→ Lines of data
--- start ---

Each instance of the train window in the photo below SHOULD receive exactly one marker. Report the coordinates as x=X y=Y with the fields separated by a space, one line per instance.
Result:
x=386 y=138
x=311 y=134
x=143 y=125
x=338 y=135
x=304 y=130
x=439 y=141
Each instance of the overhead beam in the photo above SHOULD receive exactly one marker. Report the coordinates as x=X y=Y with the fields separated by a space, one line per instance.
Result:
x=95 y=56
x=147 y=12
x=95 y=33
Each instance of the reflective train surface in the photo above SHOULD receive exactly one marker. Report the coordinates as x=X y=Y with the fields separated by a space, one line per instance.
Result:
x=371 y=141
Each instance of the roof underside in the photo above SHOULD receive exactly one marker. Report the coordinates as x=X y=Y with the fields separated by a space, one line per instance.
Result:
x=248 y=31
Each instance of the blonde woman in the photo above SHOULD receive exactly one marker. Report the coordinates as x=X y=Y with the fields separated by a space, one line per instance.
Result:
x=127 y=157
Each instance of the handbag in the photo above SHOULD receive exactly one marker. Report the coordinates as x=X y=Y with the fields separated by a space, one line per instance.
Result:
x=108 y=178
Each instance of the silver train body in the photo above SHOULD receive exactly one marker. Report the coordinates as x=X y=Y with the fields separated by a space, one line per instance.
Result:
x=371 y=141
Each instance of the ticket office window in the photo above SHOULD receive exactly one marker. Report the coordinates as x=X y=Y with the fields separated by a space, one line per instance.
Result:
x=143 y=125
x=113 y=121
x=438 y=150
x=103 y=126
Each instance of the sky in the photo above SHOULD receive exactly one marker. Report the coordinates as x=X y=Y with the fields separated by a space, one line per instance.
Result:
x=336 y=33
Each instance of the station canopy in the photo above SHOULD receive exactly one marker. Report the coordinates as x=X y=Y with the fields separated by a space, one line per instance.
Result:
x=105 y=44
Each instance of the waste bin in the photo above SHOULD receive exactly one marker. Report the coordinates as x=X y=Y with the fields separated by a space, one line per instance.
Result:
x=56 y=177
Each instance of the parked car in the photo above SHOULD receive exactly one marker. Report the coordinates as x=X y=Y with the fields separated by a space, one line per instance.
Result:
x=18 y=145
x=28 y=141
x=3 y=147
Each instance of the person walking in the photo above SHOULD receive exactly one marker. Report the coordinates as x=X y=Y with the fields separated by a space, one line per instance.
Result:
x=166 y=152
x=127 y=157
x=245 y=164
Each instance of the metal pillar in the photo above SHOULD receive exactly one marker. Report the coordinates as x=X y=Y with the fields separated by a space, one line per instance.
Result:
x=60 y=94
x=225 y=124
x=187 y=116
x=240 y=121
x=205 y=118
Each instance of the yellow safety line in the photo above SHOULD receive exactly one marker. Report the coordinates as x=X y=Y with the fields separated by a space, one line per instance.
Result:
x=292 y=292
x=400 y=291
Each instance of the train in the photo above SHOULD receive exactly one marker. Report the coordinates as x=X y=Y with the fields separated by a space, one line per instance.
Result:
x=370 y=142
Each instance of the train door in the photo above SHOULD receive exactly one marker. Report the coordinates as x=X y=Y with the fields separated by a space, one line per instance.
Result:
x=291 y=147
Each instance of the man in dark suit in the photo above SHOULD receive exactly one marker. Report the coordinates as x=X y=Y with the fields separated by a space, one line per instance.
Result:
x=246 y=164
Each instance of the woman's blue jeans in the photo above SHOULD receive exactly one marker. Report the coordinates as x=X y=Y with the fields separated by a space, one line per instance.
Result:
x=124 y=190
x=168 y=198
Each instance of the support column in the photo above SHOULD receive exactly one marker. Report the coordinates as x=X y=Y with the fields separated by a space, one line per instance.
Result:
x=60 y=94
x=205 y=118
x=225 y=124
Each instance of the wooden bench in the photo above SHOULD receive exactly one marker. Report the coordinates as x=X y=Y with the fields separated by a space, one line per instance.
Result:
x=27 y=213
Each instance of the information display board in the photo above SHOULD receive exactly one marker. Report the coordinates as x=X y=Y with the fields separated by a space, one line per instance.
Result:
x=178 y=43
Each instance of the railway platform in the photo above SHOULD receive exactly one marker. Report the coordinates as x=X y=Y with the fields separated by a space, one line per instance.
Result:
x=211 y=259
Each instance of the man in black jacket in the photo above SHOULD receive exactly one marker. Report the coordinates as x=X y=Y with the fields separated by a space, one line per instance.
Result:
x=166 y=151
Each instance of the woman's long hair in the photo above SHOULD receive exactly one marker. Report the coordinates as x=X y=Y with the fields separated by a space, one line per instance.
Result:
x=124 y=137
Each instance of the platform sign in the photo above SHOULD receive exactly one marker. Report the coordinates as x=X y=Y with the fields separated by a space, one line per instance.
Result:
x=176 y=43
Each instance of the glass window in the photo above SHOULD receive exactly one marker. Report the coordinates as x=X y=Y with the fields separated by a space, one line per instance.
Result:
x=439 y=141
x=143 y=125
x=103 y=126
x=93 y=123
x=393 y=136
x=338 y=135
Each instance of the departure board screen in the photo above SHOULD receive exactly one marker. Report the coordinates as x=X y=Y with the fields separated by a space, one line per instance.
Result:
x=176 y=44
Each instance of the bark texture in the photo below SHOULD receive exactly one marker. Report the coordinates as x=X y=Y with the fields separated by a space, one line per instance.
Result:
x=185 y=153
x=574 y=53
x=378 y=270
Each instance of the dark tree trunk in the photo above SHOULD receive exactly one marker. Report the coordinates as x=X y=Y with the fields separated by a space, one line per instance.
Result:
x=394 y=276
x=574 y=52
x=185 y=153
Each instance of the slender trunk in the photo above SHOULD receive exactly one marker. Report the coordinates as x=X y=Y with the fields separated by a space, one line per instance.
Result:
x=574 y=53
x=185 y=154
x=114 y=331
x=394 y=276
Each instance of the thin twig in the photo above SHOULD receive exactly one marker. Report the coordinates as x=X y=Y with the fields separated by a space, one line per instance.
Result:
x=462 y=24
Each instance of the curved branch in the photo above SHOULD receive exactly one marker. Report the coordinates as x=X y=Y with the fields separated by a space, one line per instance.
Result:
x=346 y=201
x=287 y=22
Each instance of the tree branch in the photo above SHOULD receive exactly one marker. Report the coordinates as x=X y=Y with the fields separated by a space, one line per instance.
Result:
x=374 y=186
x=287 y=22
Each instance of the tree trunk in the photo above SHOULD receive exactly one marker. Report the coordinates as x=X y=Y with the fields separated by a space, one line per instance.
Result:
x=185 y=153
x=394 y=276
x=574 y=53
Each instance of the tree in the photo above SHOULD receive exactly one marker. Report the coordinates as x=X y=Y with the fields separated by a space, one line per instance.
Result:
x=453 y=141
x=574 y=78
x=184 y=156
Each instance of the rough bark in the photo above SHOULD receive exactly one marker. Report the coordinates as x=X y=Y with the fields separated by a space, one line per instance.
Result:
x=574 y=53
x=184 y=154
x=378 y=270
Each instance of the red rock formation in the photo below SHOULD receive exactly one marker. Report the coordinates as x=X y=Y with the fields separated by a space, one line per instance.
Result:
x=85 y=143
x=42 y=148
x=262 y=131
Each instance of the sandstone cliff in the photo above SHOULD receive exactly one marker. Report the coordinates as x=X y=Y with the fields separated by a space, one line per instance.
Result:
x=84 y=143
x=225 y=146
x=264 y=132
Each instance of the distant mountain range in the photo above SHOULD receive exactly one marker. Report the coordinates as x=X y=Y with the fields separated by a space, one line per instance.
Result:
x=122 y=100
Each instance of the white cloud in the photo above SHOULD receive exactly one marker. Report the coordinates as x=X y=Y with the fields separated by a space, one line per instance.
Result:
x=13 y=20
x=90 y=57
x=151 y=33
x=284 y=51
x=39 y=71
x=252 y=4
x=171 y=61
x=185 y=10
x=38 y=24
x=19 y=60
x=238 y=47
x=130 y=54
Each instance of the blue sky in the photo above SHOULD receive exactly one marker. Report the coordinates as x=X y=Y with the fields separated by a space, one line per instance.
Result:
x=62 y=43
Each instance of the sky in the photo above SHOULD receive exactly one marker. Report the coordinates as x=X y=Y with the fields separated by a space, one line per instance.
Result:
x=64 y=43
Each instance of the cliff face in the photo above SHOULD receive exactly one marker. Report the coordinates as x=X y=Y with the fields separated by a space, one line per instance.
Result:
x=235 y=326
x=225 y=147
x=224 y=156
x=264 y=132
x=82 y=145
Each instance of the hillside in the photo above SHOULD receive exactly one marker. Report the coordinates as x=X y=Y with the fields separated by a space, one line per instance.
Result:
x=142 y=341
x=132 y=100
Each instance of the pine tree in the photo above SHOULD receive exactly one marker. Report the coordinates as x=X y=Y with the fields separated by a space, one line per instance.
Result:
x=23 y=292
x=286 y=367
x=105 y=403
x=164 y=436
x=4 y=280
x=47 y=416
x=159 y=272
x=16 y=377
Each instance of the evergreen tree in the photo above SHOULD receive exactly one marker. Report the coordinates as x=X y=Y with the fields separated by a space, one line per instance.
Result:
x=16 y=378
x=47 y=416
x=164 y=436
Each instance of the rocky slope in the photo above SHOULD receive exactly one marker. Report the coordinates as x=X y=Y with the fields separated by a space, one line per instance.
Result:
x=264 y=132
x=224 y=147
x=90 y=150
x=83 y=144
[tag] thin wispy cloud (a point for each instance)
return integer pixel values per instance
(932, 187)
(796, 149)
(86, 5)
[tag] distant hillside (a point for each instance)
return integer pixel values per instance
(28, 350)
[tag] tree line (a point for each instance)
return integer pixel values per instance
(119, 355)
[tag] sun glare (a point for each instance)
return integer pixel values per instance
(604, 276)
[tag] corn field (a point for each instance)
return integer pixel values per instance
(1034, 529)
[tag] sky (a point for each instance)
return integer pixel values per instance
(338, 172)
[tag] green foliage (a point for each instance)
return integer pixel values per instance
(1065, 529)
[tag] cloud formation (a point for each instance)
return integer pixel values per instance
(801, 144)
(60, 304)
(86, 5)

--- end ---

→ WRITTEN REQUEST
Only the lines from the one containing "[tag] thin wispy" through the end of the entries above belong in the answer; repeat them exactly.

→ WRITTEN RESPONSE
[tag] thin wispy cloud (a point for each instance)
return integer pixel values per instance
(932, 187)
(796, 149)
(86, 5)
[tag] distant hillside (a point for each instance)
return integer pixel values per instance
(28, 350)
[tag] tree line (a point for each instance)
return integer pixel values per instance
(119, 355)
[tag] sun glare (a point for each instance)
return integer pixel values per instance
(604, 276)
[tag] corn field (a point for each instance)
return integer pixel values per instance
(1034, 529)
[tag] sky (a point for each instance)
return integer pixel values per instance
(338, 172)
[tag] green foliage (a point for each instance)
return integer pixel values per instance
(1065, 529)
[tag] cloud formation (a point for each instance)
return integer pixel values per instance
(801, 144)
(60, 304)
(86, 5)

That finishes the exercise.